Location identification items
************

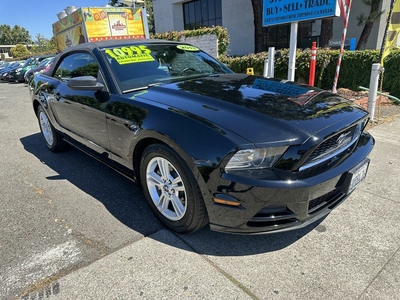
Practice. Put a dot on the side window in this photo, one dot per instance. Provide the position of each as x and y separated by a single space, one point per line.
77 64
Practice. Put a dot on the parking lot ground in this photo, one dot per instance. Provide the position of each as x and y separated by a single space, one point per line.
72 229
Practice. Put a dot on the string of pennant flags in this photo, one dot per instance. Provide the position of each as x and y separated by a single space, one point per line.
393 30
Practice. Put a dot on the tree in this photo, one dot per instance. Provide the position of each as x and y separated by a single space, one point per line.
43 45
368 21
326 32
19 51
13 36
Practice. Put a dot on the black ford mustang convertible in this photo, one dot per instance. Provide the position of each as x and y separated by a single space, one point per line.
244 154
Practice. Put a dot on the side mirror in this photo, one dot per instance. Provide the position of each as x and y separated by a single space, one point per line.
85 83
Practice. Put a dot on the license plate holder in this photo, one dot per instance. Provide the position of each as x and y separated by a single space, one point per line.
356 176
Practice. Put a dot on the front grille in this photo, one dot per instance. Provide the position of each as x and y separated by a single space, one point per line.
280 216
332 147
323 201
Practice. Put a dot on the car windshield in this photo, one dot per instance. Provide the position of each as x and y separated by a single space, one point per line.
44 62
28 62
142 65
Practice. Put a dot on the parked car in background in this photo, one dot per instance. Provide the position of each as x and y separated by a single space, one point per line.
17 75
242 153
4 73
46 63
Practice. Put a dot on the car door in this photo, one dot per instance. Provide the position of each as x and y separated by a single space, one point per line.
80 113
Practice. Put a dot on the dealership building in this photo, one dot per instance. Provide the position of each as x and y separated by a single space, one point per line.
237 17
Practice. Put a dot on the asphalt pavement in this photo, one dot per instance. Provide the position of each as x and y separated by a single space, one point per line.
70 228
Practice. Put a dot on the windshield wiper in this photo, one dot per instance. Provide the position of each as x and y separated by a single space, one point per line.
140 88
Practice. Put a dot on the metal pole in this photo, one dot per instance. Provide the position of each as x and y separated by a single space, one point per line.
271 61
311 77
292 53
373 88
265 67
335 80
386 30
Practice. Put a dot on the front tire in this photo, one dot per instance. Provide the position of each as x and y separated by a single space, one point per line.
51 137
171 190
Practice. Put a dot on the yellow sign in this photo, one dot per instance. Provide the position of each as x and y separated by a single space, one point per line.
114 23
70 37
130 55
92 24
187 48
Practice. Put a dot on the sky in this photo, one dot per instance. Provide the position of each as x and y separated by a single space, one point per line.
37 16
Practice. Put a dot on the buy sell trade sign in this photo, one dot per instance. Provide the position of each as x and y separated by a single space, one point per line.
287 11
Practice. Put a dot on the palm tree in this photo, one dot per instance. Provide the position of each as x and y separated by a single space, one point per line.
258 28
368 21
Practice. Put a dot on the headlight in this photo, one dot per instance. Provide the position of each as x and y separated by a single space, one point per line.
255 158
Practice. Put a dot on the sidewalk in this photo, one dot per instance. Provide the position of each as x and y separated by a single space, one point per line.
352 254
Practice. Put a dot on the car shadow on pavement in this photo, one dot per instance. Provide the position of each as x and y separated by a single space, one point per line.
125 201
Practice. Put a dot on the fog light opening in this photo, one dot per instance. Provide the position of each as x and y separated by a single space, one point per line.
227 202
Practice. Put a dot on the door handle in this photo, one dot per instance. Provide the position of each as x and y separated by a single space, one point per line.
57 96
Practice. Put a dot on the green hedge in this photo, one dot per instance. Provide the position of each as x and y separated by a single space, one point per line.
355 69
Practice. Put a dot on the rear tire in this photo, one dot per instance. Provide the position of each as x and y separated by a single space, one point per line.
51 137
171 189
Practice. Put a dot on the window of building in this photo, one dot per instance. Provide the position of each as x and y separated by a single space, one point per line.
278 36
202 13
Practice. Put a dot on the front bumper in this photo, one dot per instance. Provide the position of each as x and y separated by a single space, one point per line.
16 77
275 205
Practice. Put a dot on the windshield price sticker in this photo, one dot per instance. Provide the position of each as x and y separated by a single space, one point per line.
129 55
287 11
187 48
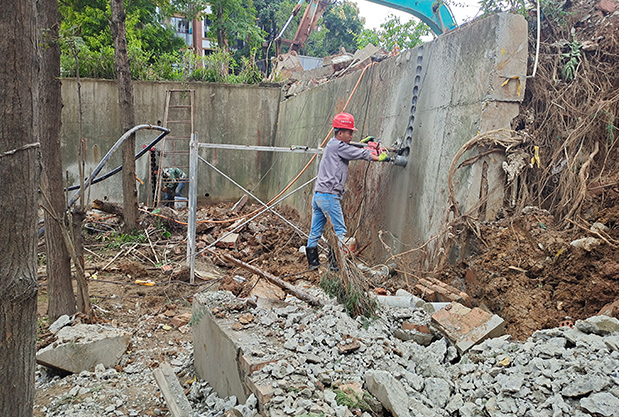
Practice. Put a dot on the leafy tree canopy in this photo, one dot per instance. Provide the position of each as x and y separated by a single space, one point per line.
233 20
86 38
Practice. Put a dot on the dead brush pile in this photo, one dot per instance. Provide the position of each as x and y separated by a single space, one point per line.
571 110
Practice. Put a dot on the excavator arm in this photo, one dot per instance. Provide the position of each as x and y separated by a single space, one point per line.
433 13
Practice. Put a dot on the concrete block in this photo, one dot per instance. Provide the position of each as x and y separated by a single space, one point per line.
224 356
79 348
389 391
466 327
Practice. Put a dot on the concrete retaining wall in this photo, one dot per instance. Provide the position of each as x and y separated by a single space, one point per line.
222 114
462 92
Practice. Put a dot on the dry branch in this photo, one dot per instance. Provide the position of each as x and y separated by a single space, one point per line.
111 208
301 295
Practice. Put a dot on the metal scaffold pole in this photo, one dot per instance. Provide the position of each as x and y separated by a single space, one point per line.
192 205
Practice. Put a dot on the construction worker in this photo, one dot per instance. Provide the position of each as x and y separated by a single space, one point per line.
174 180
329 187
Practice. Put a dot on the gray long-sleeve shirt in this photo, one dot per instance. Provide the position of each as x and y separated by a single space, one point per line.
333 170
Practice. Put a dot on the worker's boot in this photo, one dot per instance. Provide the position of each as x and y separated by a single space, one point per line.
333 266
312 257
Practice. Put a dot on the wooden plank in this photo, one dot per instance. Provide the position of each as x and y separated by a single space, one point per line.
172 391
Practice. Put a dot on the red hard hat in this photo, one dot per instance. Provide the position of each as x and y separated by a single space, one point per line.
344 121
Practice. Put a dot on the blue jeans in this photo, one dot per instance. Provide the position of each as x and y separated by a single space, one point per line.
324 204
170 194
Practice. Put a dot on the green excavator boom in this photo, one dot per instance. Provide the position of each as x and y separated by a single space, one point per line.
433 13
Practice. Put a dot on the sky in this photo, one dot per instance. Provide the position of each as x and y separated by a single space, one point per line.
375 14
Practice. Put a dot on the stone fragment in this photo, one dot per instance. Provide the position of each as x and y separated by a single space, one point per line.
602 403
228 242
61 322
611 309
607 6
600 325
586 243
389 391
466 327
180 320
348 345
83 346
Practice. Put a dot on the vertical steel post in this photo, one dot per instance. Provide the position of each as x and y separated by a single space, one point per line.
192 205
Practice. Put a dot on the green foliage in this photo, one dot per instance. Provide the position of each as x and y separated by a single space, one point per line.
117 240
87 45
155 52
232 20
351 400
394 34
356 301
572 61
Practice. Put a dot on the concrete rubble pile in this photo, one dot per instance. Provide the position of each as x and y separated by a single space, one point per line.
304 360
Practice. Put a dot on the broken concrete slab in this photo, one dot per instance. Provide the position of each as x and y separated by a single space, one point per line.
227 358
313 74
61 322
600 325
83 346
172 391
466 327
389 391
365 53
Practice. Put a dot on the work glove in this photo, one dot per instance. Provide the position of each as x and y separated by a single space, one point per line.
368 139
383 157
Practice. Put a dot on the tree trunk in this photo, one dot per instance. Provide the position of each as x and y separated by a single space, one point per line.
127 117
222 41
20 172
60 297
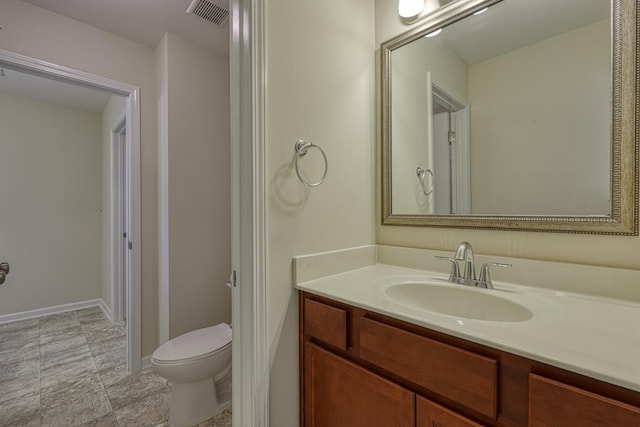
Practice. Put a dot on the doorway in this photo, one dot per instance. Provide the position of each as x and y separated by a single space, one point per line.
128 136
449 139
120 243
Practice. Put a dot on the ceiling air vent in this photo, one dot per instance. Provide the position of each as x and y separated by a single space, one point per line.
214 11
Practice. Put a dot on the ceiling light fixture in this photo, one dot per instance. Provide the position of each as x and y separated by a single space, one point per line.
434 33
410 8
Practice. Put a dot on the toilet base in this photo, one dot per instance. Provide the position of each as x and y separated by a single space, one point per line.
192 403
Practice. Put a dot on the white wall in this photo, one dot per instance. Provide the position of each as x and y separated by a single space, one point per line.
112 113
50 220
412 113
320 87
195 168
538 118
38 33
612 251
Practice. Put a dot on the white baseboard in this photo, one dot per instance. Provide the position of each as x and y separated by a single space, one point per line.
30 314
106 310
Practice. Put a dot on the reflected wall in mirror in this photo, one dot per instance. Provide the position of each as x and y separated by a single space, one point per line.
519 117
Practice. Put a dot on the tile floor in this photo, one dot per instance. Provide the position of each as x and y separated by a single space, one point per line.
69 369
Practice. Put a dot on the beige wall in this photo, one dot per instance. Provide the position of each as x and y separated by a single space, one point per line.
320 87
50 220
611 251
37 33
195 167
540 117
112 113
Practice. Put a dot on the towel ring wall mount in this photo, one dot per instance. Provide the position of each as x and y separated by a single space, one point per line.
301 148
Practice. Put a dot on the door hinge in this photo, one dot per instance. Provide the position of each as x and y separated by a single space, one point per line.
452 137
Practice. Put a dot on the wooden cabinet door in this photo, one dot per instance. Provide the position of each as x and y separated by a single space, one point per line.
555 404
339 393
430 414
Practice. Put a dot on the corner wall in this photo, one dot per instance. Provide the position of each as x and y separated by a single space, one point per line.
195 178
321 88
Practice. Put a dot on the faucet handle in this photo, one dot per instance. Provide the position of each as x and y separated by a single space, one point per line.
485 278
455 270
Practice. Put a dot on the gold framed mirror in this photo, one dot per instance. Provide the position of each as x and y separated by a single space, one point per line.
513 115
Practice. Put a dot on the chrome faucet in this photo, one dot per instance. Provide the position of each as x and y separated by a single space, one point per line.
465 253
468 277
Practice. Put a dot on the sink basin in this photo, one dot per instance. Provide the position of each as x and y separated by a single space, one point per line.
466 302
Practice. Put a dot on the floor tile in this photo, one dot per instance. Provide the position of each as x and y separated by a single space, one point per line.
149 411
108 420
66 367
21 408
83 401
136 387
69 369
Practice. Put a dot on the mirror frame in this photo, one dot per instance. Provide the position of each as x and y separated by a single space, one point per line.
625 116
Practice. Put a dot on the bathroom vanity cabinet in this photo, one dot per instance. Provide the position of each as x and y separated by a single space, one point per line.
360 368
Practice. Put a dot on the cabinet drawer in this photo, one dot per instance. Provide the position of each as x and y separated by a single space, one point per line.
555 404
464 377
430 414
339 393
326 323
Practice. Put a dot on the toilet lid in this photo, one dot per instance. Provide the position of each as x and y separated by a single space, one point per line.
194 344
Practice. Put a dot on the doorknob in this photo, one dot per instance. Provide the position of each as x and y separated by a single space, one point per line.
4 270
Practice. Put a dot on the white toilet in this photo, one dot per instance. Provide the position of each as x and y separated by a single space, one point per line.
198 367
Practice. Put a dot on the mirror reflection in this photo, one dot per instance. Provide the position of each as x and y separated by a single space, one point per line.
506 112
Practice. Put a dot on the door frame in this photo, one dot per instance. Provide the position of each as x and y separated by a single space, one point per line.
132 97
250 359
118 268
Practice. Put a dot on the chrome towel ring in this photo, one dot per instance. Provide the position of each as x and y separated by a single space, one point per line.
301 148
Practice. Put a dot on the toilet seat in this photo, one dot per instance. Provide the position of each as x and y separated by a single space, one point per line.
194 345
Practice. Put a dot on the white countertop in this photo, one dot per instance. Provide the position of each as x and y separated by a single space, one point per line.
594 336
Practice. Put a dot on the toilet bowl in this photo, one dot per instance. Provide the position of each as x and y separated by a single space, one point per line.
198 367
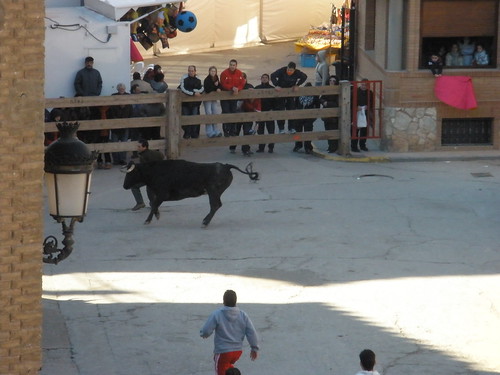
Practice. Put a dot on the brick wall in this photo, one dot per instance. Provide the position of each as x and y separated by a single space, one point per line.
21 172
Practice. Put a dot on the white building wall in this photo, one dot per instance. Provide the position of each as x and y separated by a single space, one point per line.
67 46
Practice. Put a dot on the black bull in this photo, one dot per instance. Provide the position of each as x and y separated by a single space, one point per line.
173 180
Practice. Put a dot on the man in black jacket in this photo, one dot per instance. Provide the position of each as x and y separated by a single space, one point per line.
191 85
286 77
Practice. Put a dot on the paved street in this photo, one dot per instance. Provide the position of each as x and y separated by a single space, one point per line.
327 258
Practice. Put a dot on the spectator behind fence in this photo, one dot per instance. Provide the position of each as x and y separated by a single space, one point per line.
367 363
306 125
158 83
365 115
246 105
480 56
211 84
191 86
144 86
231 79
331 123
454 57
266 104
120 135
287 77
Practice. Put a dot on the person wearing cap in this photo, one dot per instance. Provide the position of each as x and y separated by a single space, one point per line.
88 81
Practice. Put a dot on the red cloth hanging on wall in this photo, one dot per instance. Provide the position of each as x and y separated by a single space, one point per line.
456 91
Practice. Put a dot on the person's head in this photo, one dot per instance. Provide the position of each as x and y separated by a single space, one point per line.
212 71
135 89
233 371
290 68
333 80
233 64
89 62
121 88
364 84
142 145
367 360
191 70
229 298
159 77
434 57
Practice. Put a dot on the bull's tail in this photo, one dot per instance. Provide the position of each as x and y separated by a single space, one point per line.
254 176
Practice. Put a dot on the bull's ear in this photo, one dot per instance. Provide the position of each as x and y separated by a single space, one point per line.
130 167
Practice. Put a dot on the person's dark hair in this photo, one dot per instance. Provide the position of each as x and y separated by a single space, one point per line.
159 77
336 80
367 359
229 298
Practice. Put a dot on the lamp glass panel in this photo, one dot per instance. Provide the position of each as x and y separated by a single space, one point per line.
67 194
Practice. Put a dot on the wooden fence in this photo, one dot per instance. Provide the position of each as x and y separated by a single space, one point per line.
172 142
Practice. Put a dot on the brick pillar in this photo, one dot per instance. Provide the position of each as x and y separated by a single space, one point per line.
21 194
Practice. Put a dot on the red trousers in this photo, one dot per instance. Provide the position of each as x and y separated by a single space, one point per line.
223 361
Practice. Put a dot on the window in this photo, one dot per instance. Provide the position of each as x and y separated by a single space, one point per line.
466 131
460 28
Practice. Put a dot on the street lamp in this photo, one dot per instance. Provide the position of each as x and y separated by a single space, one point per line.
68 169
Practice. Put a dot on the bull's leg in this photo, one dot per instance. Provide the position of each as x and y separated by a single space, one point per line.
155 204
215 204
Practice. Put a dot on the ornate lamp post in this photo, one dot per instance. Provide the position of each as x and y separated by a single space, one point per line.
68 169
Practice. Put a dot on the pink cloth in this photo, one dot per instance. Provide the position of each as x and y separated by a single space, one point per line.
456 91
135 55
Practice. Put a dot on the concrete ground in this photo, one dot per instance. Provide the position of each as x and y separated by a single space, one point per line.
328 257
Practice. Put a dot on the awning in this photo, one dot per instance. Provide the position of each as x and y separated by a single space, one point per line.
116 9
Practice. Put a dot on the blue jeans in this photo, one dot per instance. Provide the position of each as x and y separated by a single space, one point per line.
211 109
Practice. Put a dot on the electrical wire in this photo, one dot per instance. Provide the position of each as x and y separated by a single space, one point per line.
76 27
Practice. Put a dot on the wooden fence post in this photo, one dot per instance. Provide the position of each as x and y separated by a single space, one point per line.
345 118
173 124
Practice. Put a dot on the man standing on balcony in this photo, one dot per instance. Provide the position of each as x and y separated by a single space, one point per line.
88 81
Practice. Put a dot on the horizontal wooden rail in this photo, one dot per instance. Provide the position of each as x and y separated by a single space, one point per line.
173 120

************

PROBLEM TO WORK ON: Starting at the line that contains "Practice. Put a dot on the electrical", copy each line exactly through the end of the listing above. Include that first line and the last one, and add nothing.

ANSWER:
Practice. Put a dot on the electrical wire in this photo, one dot per instance. Provide the position of each as x and y separated by a single space, one point per line.
76 27
Practice. Put a dot on the wooden fence post in this photo, one dot per instance. Provide the position of each as x and y separated by a single space, one point per line.
345 118
173 124
Practice. Put a dot on the man standing on balcony in this photo, one dot per instance. Provide the position of each as x and y separated by a single space, one point per line.
88 81
Practice. Put a dot on the horizontal wooden rail in this photo, one dot per instance. Provide the position of each as x and y separated by a single space, one point per line.
173 120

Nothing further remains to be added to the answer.